Revise the lines below so that each "Target" becomes "Object", keeping everything else the same.
--- start of MATERIAL ---
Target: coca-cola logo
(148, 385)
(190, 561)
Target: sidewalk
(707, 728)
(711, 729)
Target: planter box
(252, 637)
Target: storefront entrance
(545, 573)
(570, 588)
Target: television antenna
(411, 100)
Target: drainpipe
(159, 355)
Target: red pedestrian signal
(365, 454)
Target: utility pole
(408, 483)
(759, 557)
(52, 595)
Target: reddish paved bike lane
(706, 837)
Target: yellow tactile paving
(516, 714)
--- end of MATERIAL ---
EXERCISE SOLUTION:
Object: coca-cola logo
(148, 385)
(190, 561)
Object: sidewalk
(707, 728)
(711, 729)
Object: planter box
(252, 637)
Object: storefront entrance
(545, 573)
(570, 588)
Object: television antenna
(411, 100)
Object: drainpipe
(159, 355)
Object: red pedestrian signal
(365, 454)
Object: utility pole
(408, 483)
(759, 557)
(52, 595)
Object: reddish paved bike lane
(706, 837)
Object: yellow tactile paving
(516, 714)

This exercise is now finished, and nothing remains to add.